◆ Written request
Copy out all of the material, matching it word for word.
## Start Exercise materials
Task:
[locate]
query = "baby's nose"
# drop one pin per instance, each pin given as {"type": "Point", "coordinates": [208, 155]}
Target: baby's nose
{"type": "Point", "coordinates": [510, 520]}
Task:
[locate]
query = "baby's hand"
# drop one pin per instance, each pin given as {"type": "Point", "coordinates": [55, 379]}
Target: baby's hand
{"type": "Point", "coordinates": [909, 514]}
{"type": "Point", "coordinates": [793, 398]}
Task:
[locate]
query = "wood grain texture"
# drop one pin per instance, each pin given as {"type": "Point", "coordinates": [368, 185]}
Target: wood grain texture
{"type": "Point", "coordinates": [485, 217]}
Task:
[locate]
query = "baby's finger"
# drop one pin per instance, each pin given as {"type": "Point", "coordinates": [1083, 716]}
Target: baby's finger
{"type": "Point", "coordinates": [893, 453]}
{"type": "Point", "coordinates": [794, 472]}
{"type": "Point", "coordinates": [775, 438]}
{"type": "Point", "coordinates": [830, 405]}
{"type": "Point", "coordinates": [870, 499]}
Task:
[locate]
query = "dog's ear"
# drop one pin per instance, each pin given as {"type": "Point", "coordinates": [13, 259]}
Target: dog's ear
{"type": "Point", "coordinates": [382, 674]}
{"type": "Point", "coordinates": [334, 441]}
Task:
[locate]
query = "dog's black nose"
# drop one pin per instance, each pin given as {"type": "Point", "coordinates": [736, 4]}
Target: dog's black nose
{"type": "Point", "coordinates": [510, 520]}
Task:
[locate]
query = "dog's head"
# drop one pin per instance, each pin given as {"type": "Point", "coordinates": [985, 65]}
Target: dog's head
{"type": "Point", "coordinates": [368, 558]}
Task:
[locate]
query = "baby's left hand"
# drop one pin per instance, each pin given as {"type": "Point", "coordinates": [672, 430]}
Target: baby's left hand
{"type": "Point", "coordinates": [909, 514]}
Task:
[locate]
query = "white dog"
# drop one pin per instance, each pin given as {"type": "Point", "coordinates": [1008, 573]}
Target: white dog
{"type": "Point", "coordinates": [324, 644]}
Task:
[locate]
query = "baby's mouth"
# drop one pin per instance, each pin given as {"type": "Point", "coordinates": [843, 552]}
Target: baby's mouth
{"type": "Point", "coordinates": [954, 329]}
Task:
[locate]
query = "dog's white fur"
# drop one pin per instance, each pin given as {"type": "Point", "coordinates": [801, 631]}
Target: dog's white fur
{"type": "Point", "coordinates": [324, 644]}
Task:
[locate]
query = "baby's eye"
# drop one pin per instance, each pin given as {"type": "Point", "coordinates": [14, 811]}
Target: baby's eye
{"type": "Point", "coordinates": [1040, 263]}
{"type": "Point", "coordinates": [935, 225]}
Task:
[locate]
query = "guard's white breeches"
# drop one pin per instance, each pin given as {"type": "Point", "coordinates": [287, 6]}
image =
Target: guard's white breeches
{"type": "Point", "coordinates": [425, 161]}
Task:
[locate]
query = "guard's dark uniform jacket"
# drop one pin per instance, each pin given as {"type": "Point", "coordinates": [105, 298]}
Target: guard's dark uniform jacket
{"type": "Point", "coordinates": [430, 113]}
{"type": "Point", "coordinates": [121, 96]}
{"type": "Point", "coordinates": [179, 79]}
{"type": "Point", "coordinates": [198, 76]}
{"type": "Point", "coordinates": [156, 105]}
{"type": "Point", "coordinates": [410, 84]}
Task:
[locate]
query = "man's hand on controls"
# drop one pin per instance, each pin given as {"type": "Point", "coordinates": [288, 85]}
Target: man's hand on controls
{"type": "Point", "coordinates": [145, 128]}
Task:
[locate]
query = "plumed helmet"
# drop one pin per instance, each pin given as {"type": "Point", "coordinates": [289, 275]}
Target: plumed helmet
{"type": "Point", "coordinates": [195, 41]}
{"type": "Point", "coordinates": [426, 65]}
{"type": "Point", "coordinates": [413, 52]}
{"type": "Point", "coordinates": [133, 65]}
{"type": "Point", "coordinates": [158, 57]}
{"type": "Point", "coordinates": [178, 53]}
## End Exercise materials
◆ Response to this task
Task:
[locate]
query = "baby's nose"
# drop one pin per instance, each pin given as {"type": "Point", "coordinates": [208, 155]}
Target: baby's nose
{"type": "Point", "coordinates": [510, 520]}
Task:
[locate]
query = "baby's hand"
# drop one pin per instance, each pin given as {"type": "Point", "coordinates": [55, 379]}
Target: baby's hand
{"type": "Point", "coordinates": [909, 514]}
{"type": "Point", "coordinates": [793, 398]}
Task:
[locate]
query = "wood grain texture"
# drop one pin per instance, each pin given as {"type": "Point", "coordinates": [368, 185]}
Target: wood grain texture
{"type": "Point", "coordinates": [485, 217]}
Task:
[locate]
query = "baby's finger"
# drop one pin per instance, each pin given as {"type": "Point", "coordinates": [1083, 716]}
Target: baby's finger
{"type": "Point", "coordinates": [893, 453]}
{"type": "Point", "coordinates": [794, 472]}
{"type": "Point", "coordinates": [775, 438]}
{"type": "Point", "coordinates": [830, 405]}
{"type": "Point", "coordinates": [870, 499]}
Task:
[locate]
query = "dog's ear"
# drop one pin per instance, each pin given as {"type": "Point", "coordinates": [13, 259]}
Target: dog's ear
{"type": "Point", "coordinates": [382, 674]}
{"type": "Point", "coordinates": [334, 441]}
Task:
[locate]
query = "dog's black nose"
# drop one pin per instance, each pin given as {"type": "Point", "coordinates": [736, 4]}
Target: dog's black nose
{"type": "Point", "coordinates": [510, 520]}
Task:
[locate]
query = "dog's head"
# drop one pin per instance, each pin given as {"type": "Point", "coordinates": [985, 65]}
Target: dog's head
{"type": "Point", "coordinates": [368, 558]}
Task:
[locate]
query = "baby's left hand"
# drop one pin per instance, each pin given as {"type": "Point", "coordinates": [672, 430]}
Target: baby's left hand
{"type": "Point", "coordinates": [909, 514]}
Task:
[locate]
query = "white dog"
# drop one pin per instance, each pin given as {"type": "Point", "coordinates": [1008, 573]}
Target: white dog
{"type": "Point", "coordinates": [324, 644]}
Task:
[locate]
query = "baby's mouth"
# drop one pin per instance, each pin given as {"type": "Point", "coordinates": [843, 552]}
Target: baby's mouth
{"type": "Point", "coordinates": [954, 329]}
Task:
[locate]
query = "dog's white fur"
# drop one pin per instance, each pin given as {"type": "Point", "coordinates": [801, 631]}
Target: dog's white fur
{"type": "Point", "coordinates": [324, 644]}
Task:
[locate]
query = "baby's eye"
# drop one pin per instance, each pin given as {"type": "Point", "coordinates": [14, 811]}
Target: baby's eye
{"type": "Point", "coordinates": [1040, 263]}
{"type": "Point", "coordinates": [935, 225]}
Task:
[locate]
query = "guard's white breeches"
# drop one pin per instance, each pin given as {"type": "Point", "coordinates": [287, 6]}
image =
Target: guard's white breeches
{"type": "Point", "coordinates": [425, 161]}
Task:
[locate]
query = "guard's dark uniform jacket"
# drop one pin per instance, each pin given as {"type": "Point", "coordinates": [105, 298]}
Target: guard's dark uniform jacket
{"type": "Point", "coordinates": [430, 113]}
{"type": "Point", "coordinates": [121, 96]}
{"type": "Point", "coordinates": [179, 79]}
{"type": "Point", "coordinates": [198, 76]}
{"type": "Point", "coordinates": [156, 105]}
{"type": "Point", "coordinates": [410, 84]}
Task:
[locate]
query = "man's hand on controls"
# drop one pin per instance, each pin given as {"type": "Point", "coordinates": [288, 85]}
Target: man's hand on controls
{"type": "Point", "coordinates": [145, 128]}
Task:
[locate]
query = "plumed helmet"
# drop one pin per instance, each pin given as {"type": "Point", "coordinates": [289, 275]}
Target: plumed helmet
{"type": "Point", "coordinates": [195, 41]}
{"type": "Point", "coordinates": [426, 65]}
{"type": "Point", "coordinates": [413, 52]}
{"type": "Point", "coordinates": [133, 65]}
{"type": "Point", "coordinates": [158, 57]}
{"type": "Point", "coordinates": [178, 53]}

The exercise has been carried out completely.